(Location identification items)
-- begin --
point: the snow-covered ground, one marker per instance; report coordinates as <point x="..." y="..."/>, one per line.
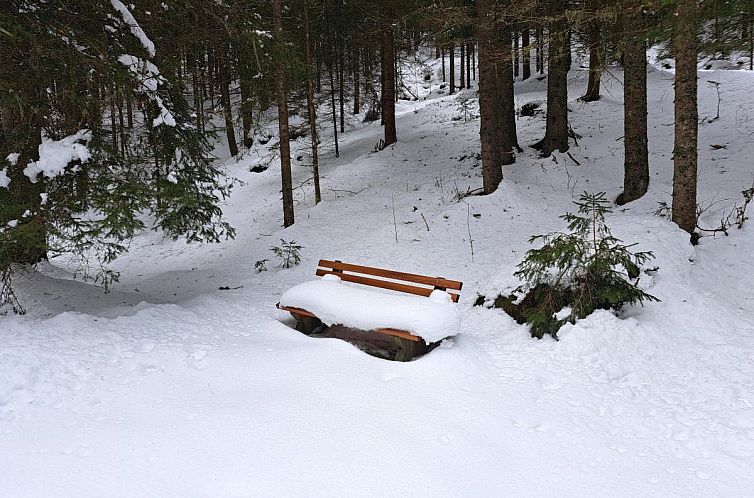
<point x="169" y="386"/>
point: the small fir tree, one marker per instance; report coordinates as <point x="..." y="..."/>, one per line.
<point x="576" y="273"/>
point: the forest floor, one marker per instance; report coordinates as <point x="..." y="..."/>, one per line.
<point x="169" y="386"/>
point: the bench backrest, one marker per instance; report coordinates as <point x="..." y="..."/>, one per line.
<point x="410" y="283"/>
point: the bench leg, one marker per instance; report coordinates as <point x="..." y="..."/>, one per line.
<point x="408" y="349"/>
<point x="306" y="324"/>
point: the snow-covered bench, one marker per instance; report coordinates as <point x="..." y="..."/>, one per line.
<point x="419" y="317"/>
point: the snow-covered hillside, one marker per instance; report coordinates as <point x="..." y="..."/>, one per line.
<point x="168" y="386"/>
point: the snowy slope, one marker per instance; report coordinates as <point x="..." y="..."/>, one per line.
<point x="171" y="387"/>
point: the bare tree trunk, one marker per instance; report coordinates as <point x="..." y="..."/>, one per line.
<point x="230" y="132"/>
<point x="356" y="89"/>
<point x="506" y="101"/>
<point x="492" y="164"/>
<point x="516" y="54"/>
<point x="246" y="106"/>
<point x="341" y="84"/>
<point x="468" y="64"/>
<point x="332" y="103"/>
<point x="556" y="133"/>
<point x="473" y="62"/>
<point x="686" y="115"/>
<point x="526" y="55"/>
<point x="595" y="53"/>
<point x="388" y="68"/>
<point x="636" y="161"/>
<point x="452" y="68"/>
<point x="462" y="82"/>
<point x="281" y="86"/>
<point x="443" y="64"/>
<point x="310" y="103"/>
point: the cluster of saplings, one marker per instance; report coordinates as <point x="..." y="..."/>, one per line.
-- end --
* SET TASK *
Quote every item above word for word, leaving the pictures out of your answer.

* FINAL ANSWER *
point: the snow-covered ground, one marker per instance; report coordinates as <point x="..." y="..."/>, one per line.
<point x="169" y="386"/>
point: the small fir tree, one marker per instance; report coordinates as <point x="..." y="..."/>, one per line.
<point x="576" y="273"/>
point: the forest floor, one marker per instance; report coordinates as <point x="..." y="..."/>, one per line.
<point x="169" y="386"/>
point: the bench backrest, one marker per instance; report coordinates as <point x="..." y="..."/>, one per line.
<point x="410" y="283"/>
point: the bench leg, one marker per instance; report coordinates as <point x="..." y="..."/>, one per line.
<point x="408" y="349"/>
<point x="306" y="324"/>
point: the snow-covered bench, one marker per instance; report coordinates as <point x="..." y="..."/>, one per line.
<point x="419" y="317"/>
point: the snow-covered hillside, one marker per instance; report coordinates as <point x="..." y="..."/>, one per line.
<point x="168" y="386"/>
point: the snowy slope, one marker per instance; report coordinates as <point x="..." y="..."/>, one per line.
<point x="171" y="387"/>
point: the bare tree trunk, one marker per instance; report coordinates as <point x="..." y="..."/>, one per line.
<point x="230" y="132"/>
<point x="356" y="89"/>
<point x="506" y="101"/>
<point x="492" y="164"/>
<point x="516" y="54"/>
<point x="246" y="106"/>
<point x="341" y="84"/>
<point x="468" y="64"/>
<point x="332" y="103"/>
<point x="556" y="133"/>
<point x="473" y="62"/>
<point x="686" y="115"/>
<point x="526" y="55"/>
<point x="595" y="53"/>
<point x="388" y="68"/>
<point x="636" y="161"/>
<point x="452" y="68"/>
<point x="462" y="82"/>
<point x="281" y="86"/>
<point x="443" y="64"/>
<point x="310" y="103"/>
point: the cluster of saplings, one marker per instance; report coordinates as <point x="..." y="..."/>, one per line.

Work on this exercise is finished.